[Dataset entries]
══════════════════════════════

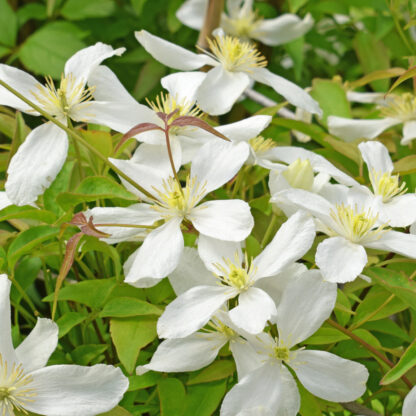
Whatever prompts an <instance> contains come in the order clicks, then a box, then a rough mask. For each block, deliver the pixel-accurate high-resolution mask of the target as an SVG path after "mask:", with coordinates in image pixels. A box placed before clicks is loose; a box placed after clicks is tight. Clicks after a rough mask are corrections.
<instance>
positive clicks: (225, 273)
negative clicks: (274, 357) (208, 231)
mask: <svg viewBox="0 0 416 416" xmlns="http://www.w3.org/2000/svg"><path fill="white" fill-rule="evenodd" d="M314 238H315V226H314V223H313V220H312V219H311V218H310V217H309V216H307V215H305V214H303V213H300V212H299V213H297V214H295V215H293V216H292V217H291V218H290V219H289V220H288V221H287V222H286V223H285V224H283V225H282V226H281V228H280V229H279V231H278V232H277V233H276V235H275V237H274V238H273V240H272V241H271V243H270V244H269V245H268V246H267V247H266V248H265V249H264V250H263V252H262V253H261V254H259V255H258V256H257V257H256V258H254V259H253V260H252V261H249V259H248V258H247V257H246V256H243V253H242V249H241V244H238V243H234V244H233V243H230V242H222V241H218V240H215V239H213V238H209V237H207V236H204V235H201V236H200V238H199V243H198V251H199V253H200V256H201V258H202V260H203V262H204V263H205V267H206V269H208V270H209V271H210V272H211V276H209V275H210V273H209V272H208V270H206V269H204V267H201V266H202V265H201V264H200V262H194V263H193V265H192V267H191V268H192V269H193V270H194V278H193V282H195V285H194V286H193V287H191V288H190V289H189V290H187V291H186V292H184V293H182V294H181V295H179V296H178V297H177V298H176V299H175V300H174V301H173V302H171V303H170V304H169V305H168V306H167V307H166V309H165V312H164V313H163V315H162V316H161V317H160V318H159V321H158V324H157V330H158V334H159V336H160V337H161V338H182V337H186V336H188V335H190V334H192V333H193V332H195V331H197V330H198V329H200V328H202V327H203V326H204V325H205V324H206V323H207V322H208V321H209V320H210V319H211V317H212V316H213V314H214V313H215V311H216V310H218V309H219V308H220V307H221V306H222V305H224V303H225V302H226V301H228V300H230V299H234V298H237V297H238V305H237V306H235V307H234V308H233V309H231V310H230V312H229V317H230V320H231V321H232V322H233V324H234V325H235V326H237V327H239V328H242V329H243V330H244V331H247V332H249V333H251V334H257V333H259V332H261V331H262V330H263V328H264V326H265V324H266V322H267V321H268V320H270V319H273V318H274V316H275V314H276V305H275V302H274V300H273V299H272V298H271V297H270V296H269V295H268V294H267V293H266V292H265V291H264V290H263V289H261V288H259V287H257V286H258V285H257V283H258V282H259V281H260V280H261V279H264V278H267V277H271V276H275V277H276V279H278V276H276V275H278V274H279V273H280V272H282V271H283V270H284V269H286V268H287V267H288V266H290V265H292V264H293V263H294V262H295V261H296V260H298V259H299V258H301V257H302V256H303V255H304V254H305V253H306V252H307V251H308V250H309V248H310V247H311V245H312V243H313V240H314ZM185 260H186V259H185ZM198 280H199V282H198Z"/></svg>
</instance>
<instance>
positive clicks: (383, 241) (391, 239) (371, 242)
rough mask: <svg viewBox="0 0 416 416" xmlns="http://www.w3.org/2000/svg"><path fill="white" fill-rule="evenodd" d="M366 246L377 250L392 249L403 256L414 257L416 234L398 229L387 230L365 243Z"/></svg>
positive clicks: (392, 249) (395, 252)
mask: <svg viewBox="0 0 416 416" xmlns="http://www.w3.org/2000/svg"><path fill="white" fill-rule="evenodd" d="M365 246H366V247H370V248H375V249H377V250H384V251H387V252H389V251H392V252H393V253H398V254H401V255H402V256H404V257H410V258H411V259H416V235H415V234H406V233H401V232H398V231H387V232H386V233H383V234H382V235H381V237H380V238H379V239H378V240H376V241H372V242H369V243H366V244H365Z"/></svg>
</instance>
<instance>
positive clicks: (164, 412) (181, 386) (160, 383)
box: [157, 378, 186, 416]
mask: <svg viewBox="0 0 416 416" xmlns="http://www.w3.org/2000/svg"><path fill="white" fill-rule="evenodd" d="M157 388H158V392H159V400H160V414H161V416H182V415H183V409H184V405H185V397H186V392H185V387H184V386H183V384H182V383H181V382H180V381H179V380H178V379H176V378H165V379H163V380H160V381H159V382H158V383H157Z"/></svg>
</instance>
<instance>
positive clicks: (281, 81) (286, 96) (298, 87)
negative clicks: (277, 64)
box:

══════════════════════════════

WORK TO COMPLETE — Please transcribe all of the entries exactly and omit any picture they hold.

ANSWER —
Whatever prompts an <instance> contains come in the order clicks, then a box, then a rough mask. For each block, deliver the pixel-accurate high-resolution mask of the target as an SVG path after "mask:", with coordinates in image pixels. A box placed before clicks is loose; a box placed after clicks is tight. Clicks after a rough mask are corrections.
<instance>
positive clicks: (225, 273)
negative clicks: (274, 357) (208, 231)
mask: <svg viewBox="0 0 416 416" xmlns="http://www.w3.org/2000/svg"><path fill="white" fill-rule="evenodd" d="M314 238H315V226H314V223H313V220H312V219H311V218H310V217H309V216H307V215H305V214H303V213H300V212H299V213H297V214H295V215H293V216H292V217H291V218H290V219H289V220H288V221H287V222H286V223H285V224H283V225H282V226H281V228H280V229H279V231H278V232H277V233H276V235H275V237H274V238H273V240H272V241H271V243H270V244H269V245H268V246H267V247H266V248H265V249H264V250H263V252H262V253H261V254H259V255H258V256H257V257H256V258H254V259H253V260H252V261H249V259H248V258H247V257H246V256H243V253H242V249H241V244H238V243H234V244H233V243H230V242H222V241H218V240H215V239H213V238H209V237H207V236H204V235H201V236H200V238H199V243H198V251H199V253H200V256H201V258H202V260H203V262H204V263H205V267H206V269H208V270H209V271H210V272H211V276H209V275H210V273H209V272H208V270H206V269H204V267H201V266H202V265H201V264H200V262H194V263H193V265H192V267H191V268H192V269H193V270H194V278H193V282H195V285H194V286H193V287H191V288H190V289H189V290H187V291H186V292H184V293H182V294H181V295H179V296H178V297H177V298H176V299H175V300H174V301H173V302H171V303H170V304H169V305H168V306H167V307H166V309H165V312H164V313H163V315H162V316H161V317H160V318H159V321H158V324H157V330H158V334H159V336H160V337H161V338H182V337H186V336H188V335H190V334H192V333H193V332H195V331H197V330H198V329H200V328H202V327H203V326H204V325H205V324H206V323H207V322H208V321H209V320H210V319H211V317H212V316H213V314H214V313H215V311H216V310H218V309H219V308H220V307H221V306H222V305H224V303H225V302H226V301H228V300H230V299H234V298H237V297H238V305H237V306H235V307H234V308H233V309H231V310H230V312H229V317H230V320H231V321H232V322H233V324H234V325H235V326H237V327H239V328H242V329H243V330H244V331H247V332H249V333H251V334H257V333H259V332H261V331H262V330H263V328H264V326H265V324H266V322H267V321H268V320H270V319H273V318H274V316H275V314H276V305H275V302H274V300H273V299H272V298H271V297H270V296H269V295H268V294H267V293H266V292H265V291H264V290H263V289H261V288H259V287H257V286H258V285H257V283H258V282H259V281H260V280H261V279H264V278H267V277H271V276H275V277H276V279H278V276H276V275H278V274H279V273H280V272H282V271H283V270H284V269H286V268H287V267H288V266H290V265H292V264H293V263H294V262H295V261H296V260H298V259H299V258H301V257H302V256H303V255H304V254H305V253H306V252H307V251H308V250H309V248H310V247H311V245H312V243H313V240H314ZM185 260H186V259H185ZM198 280H199V282H198Z"/></svg>
</instance>
<instance>
positive clicks: (383, 241) (391, 239) (371, 242)
rough mask: <svg viewBox="0 0 416 416" xmlns="http://www.w3.org/2000/svg"><path fill="white" fill-rule="evenodd" d="M366 246L377 250L392 249L403 256L414 257L416 234L398 229L387 230L365 243Z"/></svg>
positive clicks: (392, 249) (395, 252)
mask: <svg viewBox="0 0 416 416" xmlns="http://www.w3.org/2000/svg"><path fill="white" fill-rule="evenodd" d="M365 246H366V247H370V248H375V249H377V250H384V251H387V252H389V251H392V252H393V253H398V254H401V255H402V256H404V257H410V258H411V259H416V235H415V234H406V233H401V232H398V231H387V232H386V233H383V234H382V235H381V237H380V238H379V239H378V240H376V241H372V242H369V243H366V244H365Z"/></svg>
</instance>
<instance>
positive clicks: (164, 412) (181, 386) (160, 383)
box: [157, 378, 186, 416]
mask: <svg viewBox="0 0 416 416" xmlns="http://www.w3.org/2000/svg"><path fill="white" fill-rule="evenodd" d="M157 388H158V392H159V400H160V414H161V416H182V415H183V409H184V405H185V397H186V392H185V387H184V386H183V384H182V383H181V382H180V381H179V380H178V379H176V378H165V379H163V380H160V381H159V382H158V383H157Z"/></svg>
</instance>
<instance>
positive clicks: (281, 81) (286, 96) (298, 87)
negative clicks: (277, 64)
box:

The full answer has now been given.